Print the records exactly. Miss nothing.

*** Data records ***

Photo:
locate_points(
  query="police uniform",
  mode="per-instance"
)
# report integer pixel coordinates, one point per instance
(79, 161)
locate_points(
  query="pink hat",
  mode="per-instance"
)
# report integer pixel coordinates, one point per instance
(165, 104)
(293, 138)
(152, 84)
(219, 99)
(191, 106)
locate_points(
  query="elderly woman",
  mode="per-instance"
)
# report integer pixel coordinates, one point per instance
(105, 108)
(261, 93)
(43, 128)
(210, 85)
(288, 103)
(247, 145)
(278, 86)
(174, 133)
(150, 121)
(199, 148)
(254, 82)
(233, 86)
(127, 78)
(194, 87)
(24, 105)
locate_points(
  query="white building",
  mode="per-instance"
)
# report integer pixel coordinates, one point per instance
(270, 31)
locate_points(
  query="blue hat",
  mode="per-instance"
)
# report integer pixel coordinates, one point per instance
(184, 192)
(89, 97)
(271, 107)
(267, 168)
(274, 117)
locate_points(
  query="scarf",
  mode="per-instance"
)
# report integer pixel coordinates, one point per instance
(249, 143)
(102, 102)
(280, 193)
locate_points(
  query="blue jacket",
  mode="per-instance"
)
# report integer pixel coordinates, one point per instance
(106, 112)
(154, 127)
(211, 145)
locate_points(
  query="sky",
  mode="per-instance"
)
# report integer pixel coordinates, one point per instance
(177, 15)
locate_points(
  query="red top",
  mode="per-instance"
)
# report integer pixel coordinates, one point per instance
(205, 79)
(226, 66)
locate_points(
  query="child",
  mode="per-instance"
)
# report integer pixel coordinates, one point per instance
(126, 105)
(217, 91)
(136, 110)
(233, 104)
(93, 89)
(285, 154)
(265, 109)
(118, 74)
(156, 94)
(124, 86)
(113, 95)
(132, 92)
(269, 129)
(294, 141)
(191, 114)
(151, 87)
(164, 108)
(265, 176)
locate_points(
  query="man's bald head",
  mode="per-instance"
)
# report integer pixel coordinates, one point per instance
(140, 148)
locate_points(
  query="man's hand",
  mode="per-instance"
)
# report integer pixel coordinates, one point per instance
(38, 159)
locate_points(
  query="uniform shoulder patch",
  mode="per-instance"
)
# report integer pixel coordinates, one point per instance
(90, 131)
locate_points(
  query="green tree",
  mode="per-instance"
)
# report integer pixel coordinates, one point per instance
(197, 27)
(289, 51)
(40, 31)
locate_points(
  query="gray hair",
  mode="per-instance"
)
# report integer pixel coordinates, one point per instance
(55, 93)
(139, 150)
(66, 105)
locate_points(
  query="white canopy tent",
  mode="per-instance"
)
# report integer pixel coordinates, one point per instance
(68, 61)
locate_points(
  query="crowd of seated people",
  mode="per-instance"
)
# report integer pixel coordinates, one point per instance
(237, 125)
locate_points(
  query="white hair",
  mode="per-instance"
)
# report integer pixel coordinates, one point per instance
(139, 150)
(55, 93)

***

▸ Solution to this task
Photo:
locate_points(
  query="police uniform",
  mode="per-instance"
)
# report integer pixel coordinates, one point per instance
(79, 161)
locate_points(
  query="pink hat",
  mode="per-instance"
)
# report integer pixel coordinates, one point per instance
(165, 104)
(293, 138)
(152, 84)
(219, 99)
(191, 106)
locate_points(
  query="elderly woman",
  mode="per-instance"
)
# report integer pixel coordinates, one point per instance
(105, 108)
(261, 93)
(43, 128)
(210, 85)
(288, 103)
(247, 145)
(278, 86)
(174, 133)
(150, 121)
(199, 148)
(254, 82)
(233, 86)
(127, 78)
(194, 87)
(24, 105)
locate_points(
  query="white building",
  mode="per-instance"
)
# report integer pixel coordinates, one point per instance
(270, 31)
locate_points(
  query="blue hat",
  mode="per-instance"
)
# report integer pixel coordinates, one point per instance
(184, 192)
(89, 97)
(271, 107)
(267, 168)
(274, 117)
locate_points(
  query="scarf",
  mode="per-instance"
)
# report integer pixel coordinates, one point per instance
(249, 143)
(102, 102)
(280, 193)
locate_points(
  query="blue jacket",
  mode="per-instance"
)
# report integer pixel coordinates, one point per instance
(106, 112)
(154, 127)
(211, 145)
locate_points(
  query="sky",
  mode="per-instance"
)
# report integer pixel coordinates, one point per instance
(177, 15)
locate_points(
  query="red top",
  mode="per-instance"
)
# report integer pixel coordinates, one point per instance
(205, 79)
(226, 66)
locate_points(
  query="child",
  mode="per-instance"
)
# report integer pixel coordinates, one point per instance
(126, 105)
(217, 91)
(136, 110)
(233, 104)
(93, 89)
(285, 154)
(265, 109)
(118, 74)
(156, 94)
(124, 86)
(113, 95)
(132, 92)
(269, 129)
(294, 141)
(191, 114)
(151, 87)
(164, 108)
(265, 176)
locate_points(
  query="man's bald head",
  mode="per-instance"
)
# report integer pixel coordinates, one point per instance
(140, 148)
locate_points(
  query="man's hand",
  mode="per-instance"
)
# report integer pixel coordinates, one point per instance
(38, 159)
locate_points(
  query="uniform shoulder patch",
  mode="per-instance"
)
# report integer pixel coordinates, one point per instance
(90, 131)
locate_points(
  query="green tree",
  mode="per-instance"
)
# report integer pixel coordinates, one point per instance
(197, 27)
(289, 51)
(40, 31)
locate_points(
  query="gray hair",
  mode="per-instance"
)
# report integer pixel coordinates, one point per instance
(55, 93)
(139, 150)
(66, 105)
locate_points(
  query="white canopy tent",
  mode="per-instance"
)
# report integer pixel coordinates, one point per instance
(68, 61)
locate_points(
  query="crowd of seated people",
  mode="per-instance"
)
# report integer pixel coordinates, one point per instance
(237, 125)
locate_points(
  query="white hair",
  mode="per-instance"
)
# report integer pixel coordinates, one point per instance
(139, 150)
(55, 93)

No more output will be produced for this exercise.